Exercise details -
Every line from the line containing "Could you spot the blurred brown" through the final line below is to be repeated exactly; no other line is.
-- start of The records --
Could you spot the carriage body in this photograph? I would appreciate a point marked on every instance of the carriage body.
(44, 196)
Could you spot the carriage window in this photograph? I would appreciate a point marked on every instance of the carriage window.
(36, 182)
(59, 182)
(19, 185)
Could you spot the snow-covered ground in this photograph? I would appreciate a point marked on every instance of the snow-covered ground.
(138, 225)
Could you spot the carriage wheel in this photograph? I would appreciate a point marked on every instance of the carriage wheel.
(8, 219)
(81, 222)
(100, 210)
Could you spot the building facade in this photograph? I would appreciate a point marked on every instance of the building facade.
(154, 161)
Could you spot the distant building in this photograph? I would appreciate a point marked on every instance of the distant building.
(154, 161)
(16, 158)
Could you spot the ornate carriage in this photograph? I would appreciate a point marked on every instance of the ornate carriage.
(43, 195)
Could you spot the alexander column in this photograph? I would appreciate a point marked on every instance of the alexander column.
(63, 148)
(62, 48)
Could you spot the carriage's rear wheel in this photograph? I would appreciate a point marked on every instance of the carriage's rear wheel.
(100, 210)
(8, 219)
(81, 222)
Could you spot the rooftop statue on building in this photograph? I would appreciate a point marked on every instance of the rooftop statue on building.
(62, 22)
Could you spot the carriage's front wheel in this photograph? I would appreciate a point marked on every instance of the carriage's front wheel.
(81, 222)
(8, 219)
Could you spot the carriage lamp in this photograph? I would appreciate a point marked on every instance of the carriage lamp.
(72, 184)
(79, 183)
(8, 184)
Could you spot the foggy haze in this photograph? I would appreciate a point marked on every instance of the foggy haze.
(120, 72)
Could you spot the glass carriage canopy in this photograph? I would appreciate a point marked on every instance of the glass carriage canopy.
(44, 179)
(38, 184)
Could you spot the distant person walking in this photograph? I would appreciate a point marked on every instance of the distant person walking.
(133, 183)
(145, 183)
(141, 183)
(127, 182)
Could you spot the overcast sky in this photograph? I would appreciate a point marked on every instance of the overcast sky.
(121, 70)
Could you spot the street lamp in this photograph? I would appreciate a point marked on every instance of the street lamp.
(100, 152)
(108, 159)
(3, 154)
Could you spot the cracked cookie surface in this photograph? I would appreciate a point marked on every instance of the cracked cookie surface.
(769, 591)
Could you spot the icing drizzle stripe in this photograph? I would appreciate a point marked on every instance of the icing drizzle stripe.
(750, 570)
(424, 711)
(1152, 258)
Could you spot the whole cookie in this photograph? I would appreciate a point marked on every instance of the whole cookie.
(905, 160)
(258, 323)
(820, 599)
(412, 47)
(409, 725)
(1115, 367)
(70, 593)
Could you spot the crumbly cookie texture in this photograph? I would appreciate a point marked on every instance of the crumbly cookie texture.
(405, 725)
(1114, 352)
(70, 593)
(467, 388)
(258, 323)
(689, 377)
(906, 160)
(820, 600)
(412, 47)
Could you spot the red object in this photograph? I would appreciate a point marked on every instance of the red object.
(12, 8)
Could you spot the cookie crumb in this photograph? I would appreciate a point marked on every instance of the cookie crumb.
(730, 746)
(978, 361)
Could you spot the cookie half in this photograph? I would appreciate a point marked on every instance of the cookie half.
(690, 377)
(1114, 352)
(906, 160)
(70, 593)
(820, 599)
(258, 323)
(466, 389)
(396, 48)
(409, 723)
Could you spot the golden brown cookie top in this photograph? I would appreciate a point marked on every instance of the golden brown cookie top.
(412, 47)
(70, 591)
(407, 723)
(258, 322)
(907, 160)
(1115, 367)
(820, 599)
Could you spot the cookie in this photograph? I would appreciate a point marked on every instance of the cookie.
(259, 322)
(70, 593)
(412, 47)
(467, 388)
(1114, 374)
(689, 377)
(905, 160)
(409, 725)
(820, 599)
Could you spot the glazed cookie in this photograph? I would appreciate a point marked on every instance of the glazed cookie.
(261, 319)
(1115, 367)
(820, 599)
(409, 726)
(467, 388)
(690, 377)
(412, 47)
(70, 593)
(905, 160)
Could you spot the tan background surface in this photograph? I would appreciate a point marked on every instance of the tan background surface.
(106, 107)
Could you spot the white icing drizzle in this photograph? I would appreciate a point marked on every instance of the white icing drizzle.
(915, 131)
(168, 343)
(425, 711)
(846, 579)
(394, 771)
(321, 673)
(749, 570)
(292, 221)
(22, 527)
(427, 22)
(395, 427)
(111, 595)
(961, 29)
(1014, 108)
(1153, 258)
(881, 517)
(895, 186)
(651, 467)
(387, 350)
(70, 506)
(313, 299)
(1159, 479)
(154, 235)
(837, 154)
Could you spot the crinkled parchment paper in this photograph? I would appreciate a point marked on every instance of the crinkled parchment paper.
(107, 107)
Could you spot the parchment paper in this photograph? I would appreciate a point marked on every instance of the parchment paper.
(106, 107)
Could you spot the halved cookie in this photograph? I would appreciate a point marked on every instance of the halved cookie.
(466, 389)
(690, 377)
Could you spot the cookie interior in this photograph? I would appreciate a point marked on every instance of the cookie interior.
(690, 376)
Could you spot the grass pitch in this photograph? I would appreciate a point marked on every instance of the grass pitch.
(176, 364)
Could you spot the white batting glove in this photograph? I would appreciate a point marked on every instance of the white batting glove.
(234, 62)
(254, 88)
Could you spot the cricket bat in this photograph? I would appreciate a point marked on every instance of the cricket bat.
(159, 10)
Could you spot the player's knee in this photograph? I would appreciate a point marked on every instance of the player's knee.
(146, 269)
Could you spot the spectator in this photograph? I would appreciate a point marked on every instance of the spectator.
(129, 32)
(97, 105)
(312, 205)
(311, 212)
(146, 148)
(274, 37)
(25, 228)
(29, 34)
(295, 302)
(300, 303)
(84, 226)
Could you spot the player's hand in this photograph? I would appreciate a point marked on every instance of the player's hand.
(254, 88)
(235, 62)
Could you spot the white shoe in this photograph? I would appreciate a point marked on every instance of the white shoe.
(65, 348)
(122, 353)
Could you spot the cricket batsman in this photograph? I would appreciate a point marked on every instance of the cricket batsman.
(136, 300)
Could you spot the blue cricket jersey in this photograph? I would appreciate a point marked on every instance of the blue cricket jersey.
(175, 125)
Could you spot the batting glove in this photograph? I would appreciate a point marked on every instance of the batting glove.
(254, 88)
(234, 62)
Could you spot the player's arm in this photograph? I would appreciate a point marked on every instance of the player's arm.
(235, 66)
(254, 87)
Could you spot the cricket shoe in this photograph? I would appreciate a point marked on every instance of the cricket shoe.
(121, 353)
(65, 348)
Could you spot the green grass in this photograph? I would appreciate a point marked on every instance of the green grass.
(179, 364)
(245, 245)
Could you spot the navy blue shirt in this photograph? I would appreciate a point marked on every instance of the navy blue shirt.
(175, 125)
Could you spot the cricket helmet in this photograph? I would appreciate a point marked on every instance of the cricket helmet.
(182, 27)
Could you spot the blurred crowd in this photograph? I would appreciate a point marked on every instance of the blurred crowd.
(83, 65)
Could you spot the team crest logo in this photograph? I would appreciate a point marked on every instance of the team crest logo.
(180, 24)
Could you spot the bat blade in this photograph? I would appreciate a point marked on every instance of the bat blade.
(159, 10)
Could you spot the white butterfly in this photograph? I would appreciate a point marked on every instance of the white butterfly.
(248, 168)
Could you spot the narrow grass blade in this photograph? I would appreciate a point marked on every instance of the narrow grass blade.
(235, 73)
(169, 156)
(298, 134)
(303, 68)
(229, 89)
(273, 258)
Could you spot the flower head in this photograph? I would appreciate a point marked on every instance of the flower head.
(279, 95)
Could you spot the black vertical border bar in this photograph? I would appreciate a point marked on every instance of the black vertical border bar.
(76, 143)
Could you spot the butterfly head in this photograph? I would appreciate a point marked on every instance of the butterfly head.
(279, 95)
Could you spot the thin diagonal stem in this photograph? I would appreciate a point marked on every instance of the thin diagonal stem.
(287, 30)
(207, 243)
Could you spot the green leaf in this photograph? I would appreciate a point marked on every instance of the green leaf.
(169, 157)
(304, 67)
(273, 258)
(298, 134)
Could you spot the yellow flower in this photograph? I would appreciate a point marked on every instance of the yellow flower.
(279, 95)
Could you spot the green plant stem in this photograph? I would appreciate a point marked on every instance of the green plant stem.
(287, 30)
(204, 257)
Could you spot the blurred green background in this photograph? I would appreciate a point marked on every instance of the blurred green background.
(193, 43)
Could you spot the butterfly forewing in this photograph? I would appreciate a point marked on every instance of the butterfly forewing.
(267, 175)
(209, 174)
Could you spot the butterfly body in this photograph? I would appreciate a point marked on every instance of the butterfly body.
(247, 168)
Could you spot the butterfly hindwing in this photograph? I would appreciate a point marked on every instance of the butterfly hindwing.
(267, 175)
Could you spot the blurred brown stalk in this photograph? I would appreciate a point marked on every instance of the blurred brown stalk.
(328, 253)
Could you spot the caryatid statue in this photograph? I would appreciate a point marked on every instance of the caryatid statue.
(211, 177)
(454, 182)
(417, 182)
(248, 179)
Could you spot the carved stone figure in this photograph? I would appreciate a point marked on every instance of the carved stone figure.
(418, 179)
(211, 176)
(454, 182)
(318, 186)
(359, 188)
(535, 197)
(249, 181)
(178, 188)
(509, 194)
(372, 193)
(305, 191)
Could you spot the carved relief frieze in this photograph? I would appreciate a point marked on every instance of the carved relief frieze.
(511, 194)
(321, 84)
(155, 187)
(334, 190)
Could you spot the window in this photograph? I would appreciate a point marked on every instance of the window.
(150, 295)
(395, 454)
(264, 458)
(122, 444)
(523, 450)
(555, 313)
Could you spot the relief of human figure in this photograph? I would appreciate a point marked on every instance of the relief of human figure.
-- end of The records --
Solution -
Could you spot the blurred brown stalk in this photograph? I would appreciate a point marked on every instance of the blurred brown stalk.
(328, 253)
Could you spot the caryatid statue in this photograph? I would appreciate a point marked on every instance of the caryatid statue.
(211, 177)
(454, 182)
(417, 182)
(248, 179)
Could you spot the carved stone figure in this photograph? I would appreciate a point marked on every instance of the carved stone figure.
(418, 179)
(211, 176)
(454, 182)
(318, 186)
(359, 188)
(535, 197)
(249, 181)
(178, 188)
(509, 194)
(372, 193)
(305, 191)
Could you spot the carved relief frieze in this photograph? I would appreciate a point marked on every instance of the carved relief frieze.
(511, 194)
(321, 84)
(155, 187)
(334, 190)
Could you spot the window in this photograph? I would appreciate a point marked on every instance of the window.
(150, 295)
(395, 454)
(264, 458)
(122, 444)
(523, 450)
(555, 313)
Could you spot the relief of human figure in this photograph? I would appreciate a point marked on every instance of the relief of human figure.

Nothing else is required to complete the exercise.